## Begin

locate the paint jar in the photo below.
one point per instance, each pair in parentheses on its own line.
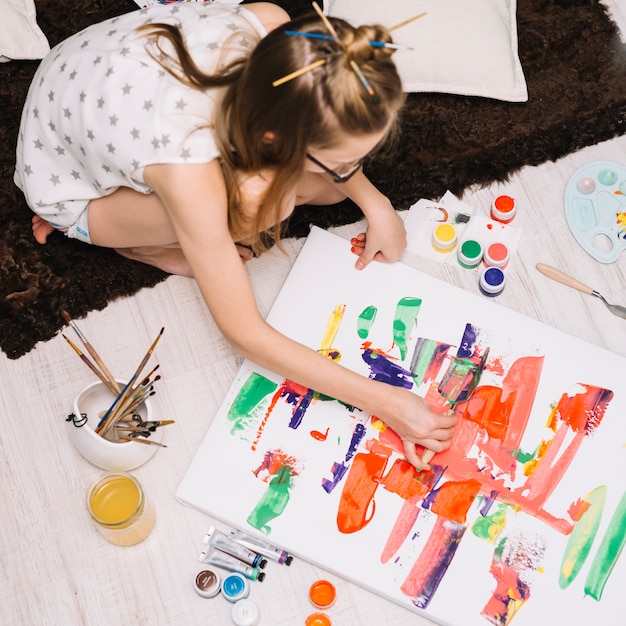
(503,209)
(207,583)
(496,255)
(245,613)
(235,587)
(115,456)
(470,254)
(120,510)
(318,619)
(322,594)
(491,281)
(444,238)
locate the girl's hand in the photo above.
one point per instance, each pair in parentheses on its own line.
(413,421)
(385,240)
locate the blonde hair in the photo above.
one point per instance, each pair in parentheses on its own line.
(257,125)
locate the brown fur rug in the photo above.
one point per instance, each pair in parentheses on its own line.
(575,67)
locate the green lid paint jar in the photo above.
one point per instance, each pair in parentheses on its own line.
(470,254)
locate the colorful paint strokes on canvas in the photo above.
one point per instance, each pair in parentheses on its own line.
(487,447)
(521,521)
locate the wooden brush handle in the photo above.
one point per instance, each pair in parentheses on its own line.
(561,277)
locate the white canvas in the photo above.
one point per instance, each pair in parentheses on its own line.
(507,554)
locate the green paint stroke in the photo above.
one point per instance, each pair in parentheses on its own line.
(365,320)
(608,552)
(249,401)
(489,527)
(582,537)
(406,314)
(422,359)
(273,502)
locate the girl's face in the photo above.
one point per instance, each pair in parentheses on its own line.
(345,159)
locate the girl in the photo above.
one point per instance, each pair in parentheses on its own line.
(182,134)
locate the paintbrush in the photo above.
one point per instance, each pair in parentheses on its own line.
(464,396)
(91,366)
(148,442)
(105,423)
(94,355)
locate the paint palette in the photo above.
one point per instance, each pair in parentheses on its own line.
(595,209)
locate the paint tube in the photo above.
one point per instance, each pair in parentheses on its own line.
(216,557)
(222,542)
(262,547)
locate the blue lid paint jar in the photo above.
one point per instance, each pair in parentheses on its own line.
(491,281)
(235,587)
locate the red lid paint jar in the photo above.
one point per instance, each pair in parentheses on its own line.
(318,619)
(496,255)
(322,594)
(470,254)
(503,209)
(444,237)
(491,281)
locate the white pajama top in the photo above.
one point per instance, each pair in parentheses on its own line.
(100,108)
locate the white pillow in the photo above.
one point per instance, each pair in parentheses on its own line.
(463,47)
(20,36)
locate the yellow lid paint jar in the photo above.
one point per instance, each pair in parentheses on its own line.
(118,506)
(444,238)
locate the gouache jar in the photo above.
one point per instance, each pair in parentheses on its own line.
(496,255)
(235,587)
(491,281)
(470,254)
(322,594)
(503,209)
(318,619)
(120,510)
(444,238)
(207,583)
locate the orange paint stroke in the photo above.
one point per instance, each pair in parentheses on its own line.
(356,505)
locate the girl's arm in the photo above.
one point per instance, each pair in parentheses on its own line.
(386,236)
(195,199)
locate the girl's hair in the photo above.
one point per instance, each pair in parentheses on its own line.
(258,125)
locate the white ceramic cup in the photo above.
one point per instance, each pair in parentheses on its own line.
(117,457)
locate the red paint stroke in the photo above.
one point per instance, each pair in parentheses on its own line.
(514,557)
(433,562)
(453,499)
(273,460)
(316,434)
(356,505)
(411,486)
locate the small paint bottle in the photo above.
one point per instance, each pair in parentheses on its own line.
(496,255)
(235,587)
(444,237)
(503,209)
(470,254)
(207,583)
(322,594)
(318,619)
(245,613)
(491,281)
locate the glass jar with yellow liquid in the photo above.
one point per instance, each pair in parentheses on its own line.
(120,510)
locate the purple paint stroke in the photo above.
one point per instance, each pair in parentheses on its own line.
(384,370)
(339,469)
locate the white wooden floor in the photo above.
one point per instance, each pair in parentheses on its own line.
(54,566)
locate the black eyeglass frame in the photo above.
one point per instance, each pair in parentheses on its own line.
(338,178)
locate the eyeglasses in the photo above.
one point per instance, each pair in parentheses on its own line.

## End

● Your task:
Starting at the line that has "locate the eyeglasses in the photo above." and continuing through the end of the entries, give those lines again with "eyeglasses" replaced by "spectacles", everything else unchanged.

● Result of the task:
locate the spectacles in the photo above.
one point per instance, each pair in parentheses on its own line.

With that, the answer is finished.